## [Assignment]
Reproduce the whole listing, keeping each word unchanged.

++++

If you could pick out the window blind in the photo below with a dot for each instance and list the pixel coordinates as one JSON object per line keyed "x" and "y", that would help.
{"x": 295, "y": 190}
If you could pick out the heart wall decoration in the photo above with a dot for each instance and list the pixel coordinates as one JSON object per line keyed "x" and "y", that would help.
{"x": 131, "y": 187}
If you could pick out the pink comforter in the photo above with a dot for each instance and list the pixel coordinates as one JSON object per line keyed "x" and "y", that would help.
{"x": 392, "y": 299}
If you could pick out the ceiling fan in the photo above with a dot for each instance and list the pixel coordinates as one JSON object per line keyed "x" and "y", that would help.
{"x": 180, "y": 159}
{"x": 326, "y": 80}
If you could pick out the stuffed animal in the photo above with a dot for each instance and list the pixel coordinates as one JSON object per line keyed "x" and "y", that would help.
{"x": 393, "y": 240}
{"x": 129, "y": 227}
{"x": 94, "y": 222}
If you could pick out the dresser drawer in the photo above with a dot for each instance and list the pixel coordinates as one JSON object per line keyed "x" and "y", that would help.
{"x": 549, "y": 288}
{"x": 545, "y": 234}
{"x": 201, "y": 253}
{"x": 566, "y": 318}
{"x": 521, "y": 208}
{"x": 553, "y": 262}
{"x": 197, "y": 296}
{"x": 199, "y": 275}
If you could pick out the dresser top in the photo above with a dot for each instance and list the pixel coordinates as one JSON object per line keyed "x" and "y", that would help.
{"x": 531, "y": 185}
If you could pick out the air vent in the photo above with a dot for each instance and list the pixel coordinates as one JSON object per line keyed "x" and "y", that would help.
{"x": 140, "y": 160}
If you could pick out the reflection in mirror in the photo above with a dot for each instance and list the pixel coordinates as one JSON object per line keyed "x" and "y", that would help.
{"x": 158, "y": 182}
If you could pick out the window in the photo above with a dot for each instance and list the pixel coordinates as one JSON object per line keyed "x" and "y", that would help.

++++

## [Response to this exercise]
If you could pick out the window blind in the photo below with a dot for each instance and list the pixel coordinates as one JSON object per line keyed "x" and "y", that would help.
{"x": 295, "y": 190}
If you could pick out the heart wall decoration in the photo above with a dot for each instance and list the pixel coordinates as one JSON object per line keyed "x" and "y", that would help.
{"x": 131, "y": 187}
If you could pick out the pink comforter in the photo above with a dot for each instance and list the pixel coordinates as one JSON object per line keyed "x" and "y", that would help.
{"x": 392, "y": 299}
If you could pick out the ceiling fan in the photo above with a dot for each instance and list the pixel coordinates as one JSON object per line keyed "x" and "y", that would help.
{"x": 180, "y": 159}
{"x": 326, "y": 80}
If you could pick out the stuffed animal in the photo above with a dot for each instance and list the pixel coordinates as one JSON object per line keyed "x" and "y", that would help.
{"x": 393, "y": 240}
{"x": 129, "y": 227}
{"x": 94, "y": 222}
If you could pick out the dresser drawer in the photo above with a dot for each instance and list the pixel coordinates as one JSON object per line keyed "x" and "y", that would help.
{"x": 549, "y": 288}
{"x": 545, "y": 234}
{"x": 201, "y": 253}
{"x": 566, "y": 318}
{"x": 521, "y": 208}
{"x": 553, "y": 262}
{"x": 197, "y": 296}
{"x": 199, "y": 275}
If you could pick out the dresser top in the photo above with a dot for each instance and list the pixel coordinates as one JSON object per line keyed "x" and "y", that would help.
{"x": 531, "y": 185}
If you could pick out the air vent in the photo above with a dot for each instance and list the pixel coordinates as one JSON object per line keyed "x" and "y", that would help.
{"x": 140, "y": 160}
If you could pick out the reflection in mirror in the photo above with a dot for each instance and list the pixel coordinates as one JSON object per line keyed "x" and "y", that would help.
{"x": 158, "y": 182}
If you could pick out the window in the photo above with a dot for each instance and list the pixel coordinates as one JSON object per line keyed "x" and "y", that would help.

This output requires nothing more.